GOAL: Retype the material below word for word, leaving every line unchanged.

Region annotation items
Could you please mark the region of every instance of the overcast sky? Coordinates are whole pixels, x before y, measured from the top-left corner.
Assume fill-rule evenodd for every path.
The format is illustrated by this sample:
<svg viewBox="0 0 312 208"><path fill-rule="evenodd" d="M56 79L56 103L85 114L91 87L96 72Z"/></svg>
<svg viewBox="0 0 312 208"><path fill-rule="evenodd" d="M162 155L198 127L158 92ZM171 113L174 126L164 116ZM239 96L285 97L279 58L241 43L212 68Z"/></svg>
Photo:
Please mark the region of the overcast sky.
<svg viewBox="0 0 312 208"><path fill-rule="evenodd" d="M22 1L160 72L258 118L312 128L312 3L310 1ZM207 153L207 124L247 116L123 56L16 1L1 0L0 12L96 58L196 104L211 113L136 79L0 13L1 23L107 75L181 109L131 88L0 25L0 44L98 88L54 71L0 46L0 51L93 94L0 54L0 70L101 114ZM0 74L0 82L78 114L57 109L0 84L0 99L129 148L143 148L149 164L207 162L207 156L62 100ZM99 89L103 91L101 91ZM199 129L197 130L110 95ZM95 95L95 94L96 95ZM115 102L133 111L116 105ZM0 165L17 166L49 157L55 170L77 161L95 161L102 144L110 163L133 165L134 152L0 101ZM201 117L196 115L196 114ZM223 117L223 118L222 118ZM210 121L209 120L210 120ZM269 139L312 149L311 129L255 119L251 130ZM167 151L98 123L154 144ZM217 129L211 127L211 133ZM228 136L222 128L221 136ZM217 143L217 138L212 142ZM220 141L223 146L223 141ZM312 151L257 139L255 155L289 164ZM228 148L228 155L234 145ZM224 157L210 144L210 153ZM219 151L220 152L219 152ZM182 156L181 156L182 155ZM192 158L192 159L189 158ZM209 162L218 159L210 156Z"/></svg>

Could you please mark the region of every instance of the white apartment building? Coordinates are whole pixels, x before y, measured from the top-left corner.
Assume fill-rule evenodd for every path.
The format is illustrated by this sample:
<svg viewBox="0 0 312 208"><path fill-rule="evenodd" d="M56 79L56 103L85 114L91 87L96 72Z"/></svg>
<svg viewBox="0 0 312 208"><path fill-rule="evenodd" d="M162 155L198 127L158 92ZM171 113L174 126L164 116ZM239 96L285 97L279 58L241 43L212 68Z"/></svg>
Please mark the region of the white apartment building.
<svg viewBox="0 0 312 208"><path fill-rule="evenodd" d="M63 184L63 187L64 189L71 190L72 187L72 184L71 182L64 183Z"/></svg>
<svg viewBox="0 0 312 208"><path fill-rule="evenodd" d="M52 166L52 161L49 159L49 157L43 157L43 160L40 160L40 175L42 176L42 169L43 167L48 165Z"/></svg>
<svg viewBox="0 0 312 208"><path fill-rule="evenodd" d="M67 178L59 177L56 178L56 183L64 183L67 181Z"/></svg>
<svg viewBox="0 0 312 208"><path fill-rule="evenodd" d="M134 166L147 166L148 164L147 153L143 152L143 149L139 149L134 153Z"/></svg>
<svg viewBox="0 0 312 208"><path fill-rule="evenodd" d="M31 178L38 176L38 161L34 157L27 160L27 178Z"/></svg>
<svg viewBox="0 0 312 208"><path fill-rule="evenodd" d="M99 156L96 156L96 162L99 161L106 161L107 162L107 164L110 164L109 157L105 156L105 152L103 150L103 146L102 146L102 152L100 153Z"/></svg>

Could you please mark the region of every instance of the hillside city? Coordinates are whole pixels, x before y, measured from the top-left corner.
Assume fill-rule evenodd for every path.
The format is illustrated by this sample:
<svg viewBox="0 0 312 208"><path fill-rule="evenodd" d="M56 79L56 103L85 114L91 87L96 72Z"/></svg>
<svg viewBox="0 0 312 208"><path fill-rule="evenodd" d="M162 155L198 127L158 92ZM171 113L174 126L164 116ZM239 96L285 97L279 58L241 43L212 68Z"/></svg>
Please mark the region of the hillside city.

RESPONSE TO THE EXERCISE:
Could you please mark the region of every instance of the overcast sky? Coordinates are whole pixels, x before y, measured from the top-left corner.
Assume fill-rule evenodd for every path.
The format is illustrated by this sample:
<svg viewBox="0 0 312 208"><path fill-rule="evenodd" d="M56 79L56 103L85 114L91 87L96 72Z"/></svg>
<svg viewBox="0 0 312 208"><path fill-rule="evenodd" d="M162 155L198 127L158 92ZM171 113L174 126L164 116ZM239 96L285 97L279 58L241 43L212 68Z"/></svg>
Photo:
Please mark the region of the overcast sky.
<svg viewBox="0 0 312 208"><path fill-rule="evenodd" d="M22 1L160 72L258 118L312 128L312 3L310 1ZM207 153L207 124L247 116L123 56L16 1L1 0L0 12L96 58L196 104L211 113L136 79L0 13L1 23L107 75L181 109L131 88L0 25L0 44L98 88L54 71L0 46L0 51L93 94L0 54L0 70L101 114ZM0 74L0 82L78 114L57 109L0 84L0 99L129 148L143 148L149 164L207 162L207 156L62 100ZM99 89L103 91L101 91ZM199 129L197 130L110 95ZM95 95L95 94L96 95ZM115 102L133 111L116 105ZM0 165L17 166L49 157L55 170L77 161L95 161L102 144L110 163L133 165L134 152L0 101ZM201 117L196 115L196 114ZM223 117L223 118L222 118ZM210 121L209 120L210 120ZM269 139L312 149L311 129L255 119L251 130ZM167 151L98 123L154 144ZM217 129L211 127L211 133ZM228 136L222 128L221 136ZM217 143L217 138L212 142ZM220 141L223 146L223 141ZM312 151L257 139L255 155L289 164ZM228 148L228 155L234 145ZM224 157L210 144L210 153ZM219 151L220 152L219 152ZM182 156L181 156L182 155ZM192 158L192 159L189 158ZM209 162L218 159L210 156Z"/></svg>

Could you please mark the region of every instance of the white apartment building? Coordinates are whole pixels, x before y, measured from the top-left corner.
Assume fill-rule evenodd for every path.
The format is illustrated by this sample:
<svg viewBox="0 0 312 208"><path fill-rule="evenodd" d="M56 79L56 103L85 114L91 87L96 72Z"/></svg>
<svg viewBox="0 0 312 208"><path fill-rule="evenodd" d="M162 155L198 127L158 92ZM171 113L174 126L164 116ZM239 96L285 97L279 58L241 43L212 68Z"/></svg>
Please mark the region of the white apartment building.
<svg viewBox="0 0 312 208"><path fill-rule="evenodd" d="M63 184L63 187L64 189L71 190L72 187L72 184L71 182L64 183Z"/></svg>
<svg viewBox="0 0 312 208"><path fill-rule="evenodd" d="M52 166L52 161L49 159L49 157L43 157L43 160L40 160L40 175L42 176L42 169L43 167L48 165Z"/></svg>
<svg viewBox="0 0 312 208"><path fill-rule="evenodd" d="M67 178L59 177L56 178L56 183L64 183L67 181Z"/></svg>
<svg viewBox="0 0 312 208"><path fill-rule="evenodd" d="M134 166L147 166L148 164L147 153L143 152L143 149L139 149L134 153Z"/></svg>
<svg viewBox="0 0 312 208"><path fill-rule="evenodd" d="M31 178L38 176L38 161L34 157L27 160L27 178Z"/></svg>
<svg viewBox="0 0 312 208"><path fill-rule="evenodd" d="M99 156L96 156L96 162L99 161L106 161L107 162L107 164L110 164L109 157L105 156L105 152L103 150L103 146L102 146L102 152L100 153Z"/></svg>

Could you please mark the region of every instance of the hillside city? Coordinates are whole pixels, x before y, measured from the top-left corner.
Assume fill-rule evenodd for every path.
The format is illustrated by this sample:
<svg viewBox="0 0 312 208"><path fill-rule="evenodd" d="M56 79L56 103L85 114L91 87L96 72Z"/></svg>
<svg viewBox="0 0 312 208"><path fill-rule="evenodd" d="M162 155L198 127L158 92ZM171 113L174 126L164 116ZM239 96L285 97L279 58L241 43L212 68Z"/></svg>
Please mark the region of the hillside city.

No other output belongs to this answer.